▶ _RECORDS PROVIDED_:
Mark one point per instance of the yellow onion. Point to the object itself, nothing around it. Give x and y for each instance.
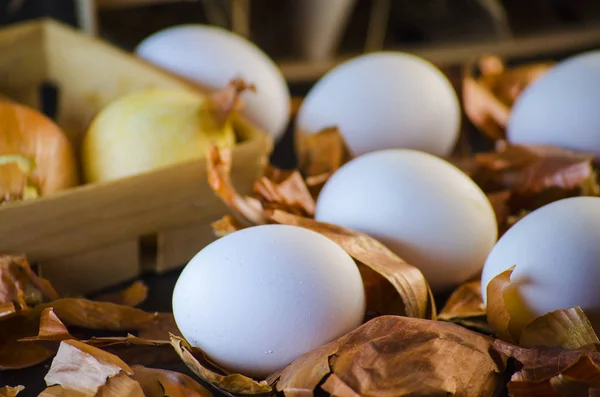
(152, 129)
(36, 158)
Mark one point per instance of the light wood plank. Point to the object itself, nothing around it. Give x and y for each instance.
(93, 270)
(90, 75)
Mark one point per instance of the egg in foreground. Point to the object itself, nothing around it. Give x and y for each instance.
(385, 100)
(212, 57)
(561, 107)
(423, 208)
(259, 298)
(555, 252)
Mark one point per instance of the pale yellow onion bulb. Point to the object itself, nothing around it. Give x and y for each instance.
(152, 129)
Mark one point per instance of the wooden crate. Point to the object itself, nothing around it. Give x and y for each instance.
(89, 237)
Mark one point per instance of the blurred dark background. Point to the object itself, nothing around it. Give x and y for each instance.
(306, 38)
(446, 31)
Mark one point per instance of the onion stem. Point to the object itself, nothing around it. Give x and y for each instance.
(25, 164)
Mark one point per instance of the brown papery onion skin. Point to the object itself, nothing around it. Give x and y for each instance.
(26, 132)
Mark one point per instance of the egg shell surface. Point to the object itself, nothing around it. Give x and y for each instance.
(212, 57)
(259, 298)
(423, 208)
(561, 107)
(555, 252)
(385, 100)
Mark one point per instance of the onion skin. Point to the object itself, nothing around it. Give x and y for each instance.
(151, 129)
(41, 145)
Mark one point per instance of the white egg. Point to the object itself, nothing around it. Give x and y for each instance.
(555, 250)
(385, 100)
(422, 207)
(212, 56)
(561, 107)
(257, 299)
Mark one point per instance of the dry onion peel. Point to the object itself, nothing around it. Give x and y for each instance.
(552, 372)
(398, 356)
(565, 328)
(465, 307)
(197, 362)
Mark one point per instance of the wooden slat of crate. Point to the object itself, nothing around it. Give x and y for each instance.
(95, 215)
(177, 246)
(81, 228)
(93, 270)
(22, 64)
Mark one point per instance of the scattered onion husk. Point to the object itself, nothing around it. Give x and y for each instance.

▶ _TASK INSTRUCTIONS_:
Please repeat every one of the lines above word for word, leaving the pictures out.

▶ _FINAL ANSWER_:
Mark one point per instance of the yellow onion. Point to the object itself, nothing around it. Give x and y for each instance.
(152, 129)
(36, 158)
Mark one point per instance of the light wood plank. Point to the object itself, nothing around it. Give x and y for each instance.
(93, 270)
(90, 75)
Mark one point per instance of the egg in foreground. Point to the object itself, nothing around it. Give x and y for each instance.
(385, 100)
(212, 57)
(561, 107)
(423, 208)
(259, 298)
(555, 252)
Mark one point per instance of the pale yellow onion bulb. Point to the object itself, nothing around it. Give x and y for each instance.
(152, 129)
Mark one point per instance of the wooden crate. Point to the object itself, nothing around it. Give x and y for each instance.
(89, 237)
Mark one point per instance of the blurred dark background. Point to the object itself, nothing around it. Give x and y for each instance.
(306, 38)
(446, 31)
Mark one point per instance of the onion stem. Point to the object itself, nothing around it. Give x and y for each instance.
(25, 164)
Mark one point per instance of the brown papery onion skin. Point to the object itself, nothing around it. Give x and y for each instance.
(26, 132)
Mark one point per instance of the egg shell surface. Point to the object itself, nothing around it. Give x and y for each instance.
(212, 57)
(259, 298)
(423, 208)
(561, 107)
(555, 252)
(385, 100)
Mark one point per instance of the onion skin. Point to the object itself, nothing around it. Give x and y for each instance.
(151, 129)
(41, 145)
Mark one point per instance of the white egg. Point to the object itself, nothing around it. Give x and y for each instance.
(555, 250)
(385, 100)
(422, 207)
(212, 56)
(561, 107)
(257, 299)
Mark one point per instance of the dry onion peel. Point to the object itself, nothing around it. Give x and y for each instance.
(552, 372)
(398, 356)
(565, 328)
(465, 307)
(197, 362)
Mark one point per instance of the wooden slat of crate. Point to the object itself, nothing around it. Give x and y for each instance.
(95, 215)
(177, 246)
(81, 228)
(93, 270)
(22, 64)
Mark one point per instance of the scattered onion husk. Point to the object itself, nothing around it. Give x and y for each instance.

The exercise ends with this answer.